__TAREA SOLICITADA__:
Recopile cada línea de los registros siguientes en la que aparezca la cadena "sidewalk".

__DATOS PROPORCIONADOS__:
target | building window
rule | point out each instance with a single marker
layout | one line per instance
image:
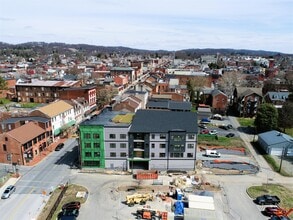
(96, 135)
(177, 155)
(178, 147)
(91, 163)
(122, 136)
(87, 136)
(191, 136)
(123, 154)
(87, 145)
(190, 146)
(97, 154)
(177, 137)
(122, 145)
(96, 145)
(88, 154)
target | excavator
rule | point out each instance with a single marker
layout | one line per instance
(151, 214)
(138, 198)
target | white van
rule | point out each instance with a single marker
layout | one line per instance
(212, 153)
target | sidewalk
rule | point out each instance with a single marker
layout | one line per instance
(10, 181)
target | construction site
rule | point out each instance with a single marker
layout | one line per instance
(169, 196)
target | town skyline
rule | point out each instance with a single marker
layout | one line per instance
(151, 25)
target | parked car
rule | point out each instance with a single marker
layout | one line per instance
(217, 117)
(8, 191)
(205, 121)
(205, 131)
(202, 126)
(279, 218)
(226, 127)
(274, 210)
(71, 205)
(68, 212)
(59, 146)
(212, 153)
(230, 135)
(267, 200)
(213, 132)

...

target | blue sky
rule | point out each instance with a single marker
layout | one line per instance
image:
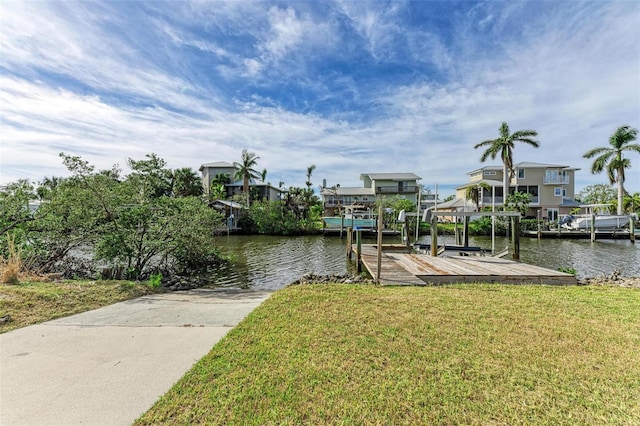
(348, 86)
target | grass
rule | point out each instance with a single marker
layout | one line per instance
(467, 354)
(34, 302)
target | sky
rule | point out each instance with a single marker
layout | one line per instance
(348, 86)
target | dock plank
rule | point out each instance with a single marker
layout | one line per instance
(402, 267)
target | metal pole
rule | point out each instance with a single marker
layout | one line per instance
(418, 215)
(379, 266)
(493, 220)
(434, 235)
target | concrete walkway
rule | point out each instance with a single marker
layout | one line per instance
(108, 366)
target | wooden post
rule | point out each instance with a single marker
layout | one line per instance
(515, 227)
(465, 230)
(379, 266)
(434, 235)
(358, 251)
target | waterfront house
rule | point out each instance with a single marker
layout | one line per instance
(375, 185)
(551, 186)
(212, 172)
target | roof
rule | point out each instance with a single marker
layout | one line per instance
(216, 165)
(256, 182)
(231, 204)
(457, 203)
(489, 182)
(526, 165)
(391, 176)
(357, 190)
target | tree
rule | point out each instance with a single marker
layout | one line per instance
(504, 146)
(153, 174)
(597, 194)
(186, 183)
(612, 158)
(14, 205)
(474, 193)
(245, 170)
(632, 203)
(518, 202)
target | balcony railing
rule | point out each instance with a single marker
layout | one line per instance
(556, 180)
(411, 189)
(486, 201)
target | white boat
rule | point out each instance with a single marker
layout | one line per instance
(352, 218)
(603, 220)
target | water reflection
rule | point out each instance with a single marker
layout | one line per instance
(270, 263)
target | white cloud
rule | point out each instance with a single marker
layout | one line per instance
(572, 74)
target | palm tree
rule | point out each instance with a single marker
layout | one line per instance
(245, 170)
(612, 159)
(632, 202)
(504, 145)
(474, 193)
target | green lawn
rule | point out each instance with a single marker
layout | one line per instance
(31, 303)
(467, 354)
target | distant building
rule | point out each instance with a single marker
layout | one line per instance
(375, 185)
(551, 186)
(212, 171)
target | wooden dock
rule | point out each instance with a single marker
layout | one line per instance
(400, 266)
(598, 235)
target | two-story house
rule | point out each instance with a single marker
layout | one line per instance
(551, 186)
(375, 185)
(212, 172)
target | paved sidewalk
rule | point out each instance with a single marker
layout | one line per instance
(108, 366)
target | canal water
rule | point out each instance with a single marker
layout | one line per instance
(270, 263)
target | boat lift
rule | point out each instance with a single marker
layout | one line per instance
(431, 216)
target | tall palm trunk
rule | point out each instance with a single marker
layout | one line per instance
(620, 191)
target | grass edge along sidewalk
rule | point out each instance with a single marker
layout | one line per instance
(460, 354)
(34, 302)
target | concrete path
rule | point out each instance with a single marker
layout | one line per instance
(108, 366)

__RESPUESTA__:
target | sidewalk
target | paved sidewalk
target | grass edge along sidewalk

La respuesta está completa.